--- START OF PROVIDED RECORDS ---

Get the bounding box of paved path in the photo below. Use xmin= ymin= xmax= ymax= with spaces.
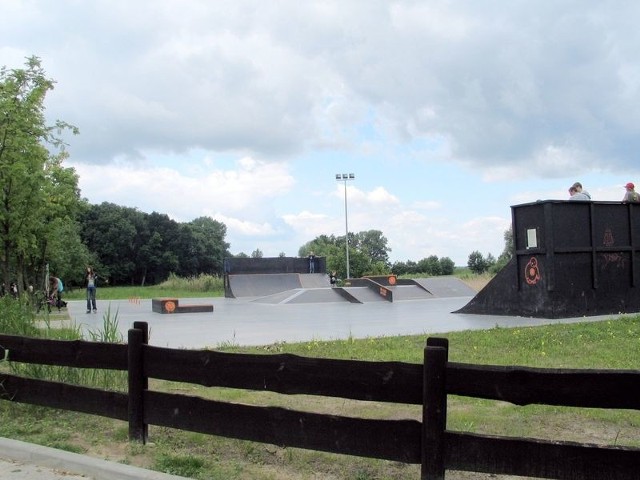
xmin=63 ymin=288 xmax=624 ymax=348
xmin=0 ymin=437 xmax=184 ymax=480
xmin=10 ymin=284 xmax=632 ymax=480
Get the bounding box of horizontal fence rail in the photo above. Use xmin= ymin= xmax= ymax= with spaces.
xmin=0 ymin=322 xmax=640 ymax=480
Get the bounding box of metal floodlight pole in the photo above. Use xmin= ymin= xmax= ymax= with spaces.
xmin=336 ymin=173 xmax=356 ymax=278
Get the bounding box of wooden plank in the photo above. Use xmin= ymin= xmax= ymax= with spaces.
xmin=144 ymin=391 xmax=421 ymax=463
xmin=0 ymin=335 xmax=127 ymax=370
xmin=128 ymin=328 xmax=146 ymax=444
xmin=144 ymin=346 xmax=423 ymax=405
xmin=445 ymin=432 xmax=640 ymax=480
xmin=0 ymin=375 xmax=127 ymax=421
xmin=420 ymin=338 xmax=448 ymax=480
xmin=447 ymin=363 xmax=640 ymax=410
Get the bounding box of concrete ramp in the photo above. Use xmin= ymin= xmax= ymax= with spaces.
xmin=299 ymin=273 xmax=330 ymax=288
xmin=389 ymin=285 xmax=433 ymax=302
xmin=252 ymin=287 xmax=348 ymax=305
xmin=343 ymin=287 xmax=387 ymax=303
xmin=414 ymin=277 xmax=477 ymax=298
xmin=229 ymin=273 xmax=302 ymax=297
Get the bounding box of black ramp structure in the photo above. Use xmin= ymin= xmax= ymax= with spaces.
xmin=454 ymin=200 xmax=640 ymax=318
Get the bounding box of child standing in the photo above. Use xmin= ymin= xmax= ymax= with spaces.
xmin=86 ymin=267 xmax=98 ymax=313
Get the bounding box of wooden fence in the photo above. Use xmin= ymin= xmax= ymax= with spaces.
xmin=0 ymin=322 xmax=640 ymax=480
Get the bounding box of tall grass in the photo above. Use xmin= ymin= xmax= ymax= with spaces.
xmin=65 ymin=274 xmax=224 ymax=300
xmin=0 ymin=296 xmax=127 ymax=391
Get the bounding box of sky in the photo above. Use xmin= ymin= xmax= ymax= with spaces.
xmin=0 ymin=0 xmax=640 ymax=265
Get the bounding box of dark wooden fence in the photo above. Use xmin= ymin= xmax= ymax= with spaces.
xmin=0 ymin=322 xmax=640 ymax=480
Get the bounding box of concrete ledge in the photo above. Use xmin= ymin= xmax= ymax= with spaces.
xmin=151 ymin=298 xmax=213 ymax=313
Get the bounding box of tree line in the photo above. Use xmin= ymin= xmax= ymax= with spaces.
xmin=298 ymin=230 xmax=455 ymax=278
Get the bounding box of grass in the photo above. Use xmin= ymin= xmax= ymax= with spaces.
xmin=64 ymin=274 xmax=224 ymax=300
xmin=0 ymin=310 xmax=640 ymax=480
xmin=0 ymin=276 xmax=640 ymax=480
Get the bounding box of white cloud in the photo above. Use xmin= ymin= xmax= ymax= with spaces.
xmin=7 ymin=0 xmax=640 ymax=262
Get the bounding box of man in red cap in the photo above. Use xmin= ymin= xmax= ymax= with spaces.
xmin=622 ymin=182 xmax=640 ymax=203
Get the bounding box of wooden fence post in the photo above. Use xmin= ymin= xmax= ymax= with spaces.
xmin=133 ymin=321 xmax=149 ymax=442
xmin=420 ymin=337 xmax=449 ymax=480
xmin=127 ymin=328 xmax=148 ymax=444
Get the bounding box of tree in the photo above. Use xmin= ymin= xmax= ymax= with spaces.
xmin=467 ymin=250 xmax=489 ymax=274
xmin=0 ymin=57 xmax=80 ymax=288
xmin=490 ymin=227 xmax=516 ymax=273
xmin=440 ymin=257 xmax=456 ymax=275
xmin=298 ymin=230 xmax=391 ymax=278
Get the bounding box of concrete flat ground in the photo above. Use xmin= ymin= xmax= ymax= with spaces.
xmin=68 ymin=286 xmax=624 ymax=349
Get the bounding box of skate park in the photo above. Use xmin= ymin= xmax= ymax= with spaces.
xmin=63 ymin=200 xmax=640 ymax=348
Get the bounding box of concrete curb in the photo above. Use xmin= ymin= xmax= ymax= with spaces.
xmin=0 ymin=437 xmax=186 ymax=480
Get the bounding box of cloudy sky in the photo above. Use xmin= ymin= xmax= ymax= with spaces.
xmin=0 ymin=0 xmax=640 ymax=265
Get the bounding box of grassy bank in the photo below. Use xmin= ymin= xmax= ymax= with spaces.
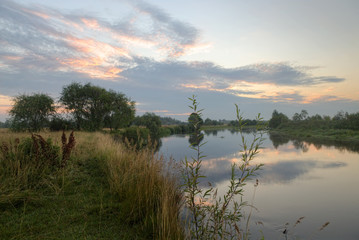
xmin=0 ymin=131 xmax=182 ymax=239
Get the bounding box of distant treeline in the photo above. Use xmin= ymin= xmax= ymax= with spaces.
xmin=268 ymin=110 xmax=359 ymax=130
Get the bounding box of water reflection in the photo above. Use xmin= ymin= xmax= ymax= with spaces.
xmin=269 ymin=133 xmax=359 ymax=153
xmin=160 ymin=130 xmax=359 ymax=240
xmin=195 ymin=156 xmax=347 ymax=186
xmin=259 ymin=160 xmax=347 ymax=184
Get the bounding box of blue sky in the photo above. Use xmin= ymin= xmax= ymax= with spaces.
xmin=0 ymin=0 xmax=359 ymax=121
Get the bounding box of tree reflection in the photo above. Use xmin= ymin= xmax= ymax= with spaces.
xmin=269 ymin=132 xmax=359 ymax=153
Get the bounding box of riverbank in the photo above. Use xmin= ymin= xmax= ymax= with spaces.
xmin=0 ymin=132 xmax=182 ymax=239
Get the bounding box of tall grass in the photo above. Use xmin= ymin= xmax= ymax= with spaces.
xmin=80 ymin=134 xmax=182 ymax=239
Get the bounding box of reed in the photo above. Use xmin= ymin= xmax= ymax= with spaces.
xmin=89 ymin=132 xmax=183 ymax=239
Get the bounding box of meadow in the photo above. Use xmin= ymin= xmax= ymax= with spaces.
xmin=0 ymin=130 xmax=182 ymax=239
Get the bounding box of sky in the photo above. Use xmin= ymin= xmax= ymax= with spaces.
xmin=0 ymin=0 xmax=359 ymax=121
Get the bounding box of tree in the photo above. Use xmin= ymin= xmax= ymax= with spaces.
xmin=268 ymin=110 xmax=289 ymax=128
xmin=105 ymin=90 xmax=135 ymax=130
xmin=60 ymin=83 xmax=135 ymax=131
xmin=9 ymin=94 xmax=55 ymax=132
xmin=188 ymin=112 xmax=203 ymax=132
xmin=134 ymin=112 xmax=162 ymax=139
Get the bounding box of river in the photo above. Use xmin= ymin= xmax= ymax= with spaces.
xmin=160 ymin=130 xmax=359 ymax=240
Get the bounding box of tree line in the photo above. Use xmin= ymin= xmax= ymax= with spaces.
xmin=7 ymin=83 xmax=135 ymax=132
xmin=268 ymin=110 xmax=359 ymax=130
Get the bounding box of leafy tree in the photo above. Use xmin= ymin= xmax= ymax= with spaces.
xmin=292 ymin=110 xmax=308 ymax=122
xmin=9 ymin=93 xmax=55 ymax=132
xmin=105 ymin=90 xmax=135 ymax=130
xmin=268 ymin=110 xmax=289 ymax=128
xmin=60 ymin=83 xmax=135 ymax=131
xmin=188 ymin=112 xmax=203 ymax=132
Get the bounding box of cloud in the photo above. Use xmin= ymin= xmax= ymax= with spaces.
xmin=0 ymin=0 xmax=358 ymax=121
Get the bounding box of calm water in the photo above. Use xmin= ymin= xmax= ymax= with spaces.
xmin=160 ymin=130 xmax=359 ymax=240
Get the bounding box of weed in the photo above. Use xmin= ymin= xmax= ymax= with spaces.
xmin=182 ymin=96 xmax=264 ymax=240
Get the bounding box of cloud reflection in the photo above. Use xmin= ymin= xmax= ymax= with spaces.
xmin=202 ymin=157 xmax=347 ymax=184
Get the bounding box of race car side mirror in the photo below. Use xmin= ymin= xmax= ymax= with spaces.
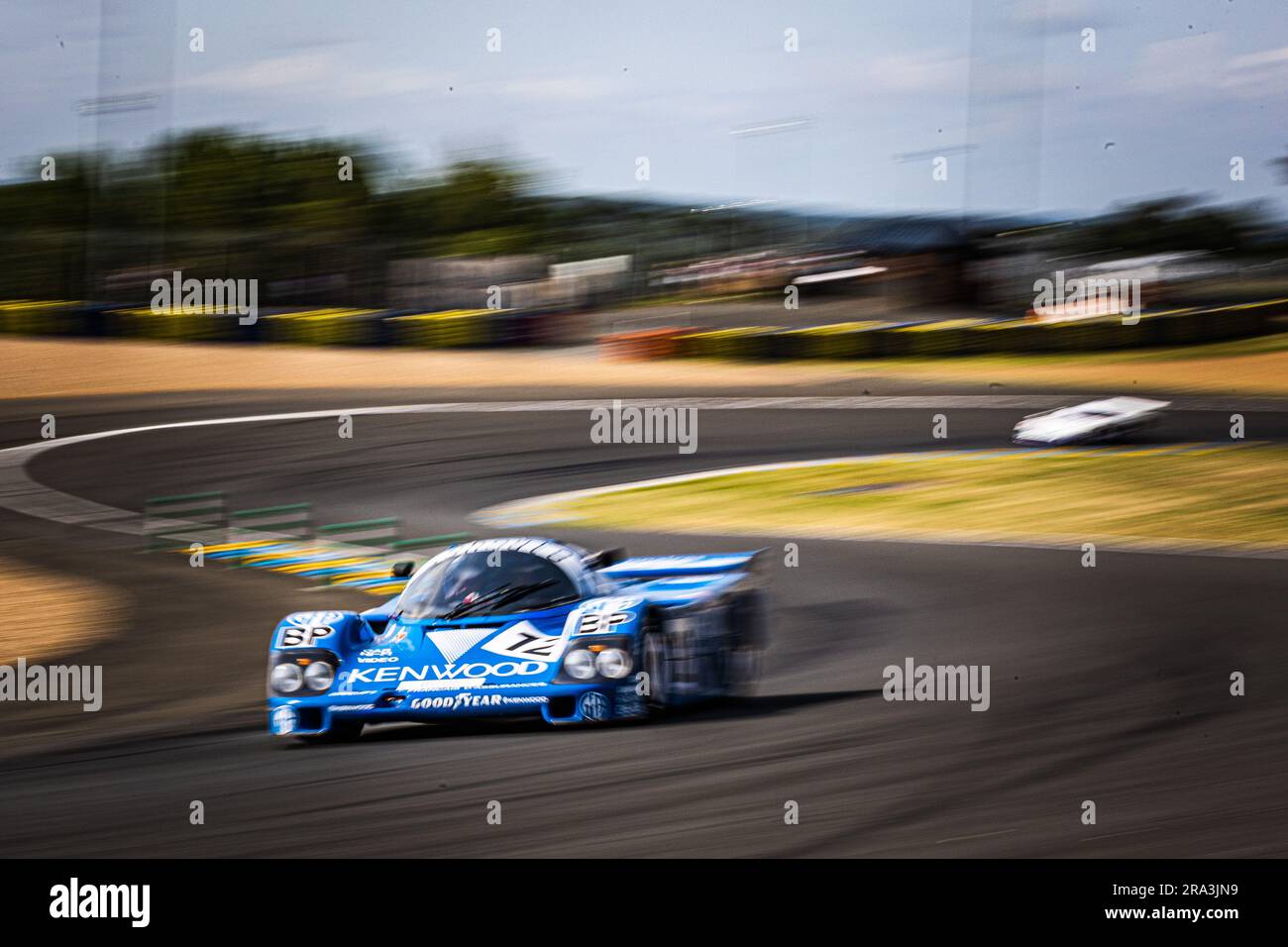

--- END OF PROVIDED RECORDS ---

OBJECTIVE:
Reproduce verbatim everything in the records from the first line down to the line containing "xmin=447 ymin=363 xmax=640 ymax=410", including both of those lines. Leave the pictures out of your output.

ANSWER TO THE TASK:
Get the bounding box of paved path in the photo below. Use xmin= ymin= xmax= ymax= with spaces.
xmin=63 ymin=288 xmax=624 ymax=348
xmin=0 ymin=437 xmax=184 ymax=480
xmin=10 ymin=284 xmax=632 ymax=480
Get the bounding box of horizontal fence rail in the photo above. Use xmin= ymin= xmax= ymax= with spaces.
xmin=0 ymin=322 xmax=640 ymax=480
Get the bounding box of metal floodlight pole in the photo above. Use xmin= ymin= xmax= ymax= with spaces.
xmin=336 ymin=173 xmax=356 ymax=278
Get the bounding box of wooden plank in the photo above. Use xmin= ymin= xmax= ymax= with spaces.
xmin=144 ymin=391 xmax=421 ymax=463
xmin=0 ymin=335 xmax=127 ymax=370
xmin=128 ymin=328 xmax=146 ymax=444
xmin=144 ymin=346 xmax=423 ymax=405
xmin=445 ymin=432 xmax=640 ymax=480
xmin=0 ymin=375 xmax=127 ymax=421
xmin=420 ymin=338 xmax=448 ymax=480
xmin=447 ymin=363 xmax=640 ymax=410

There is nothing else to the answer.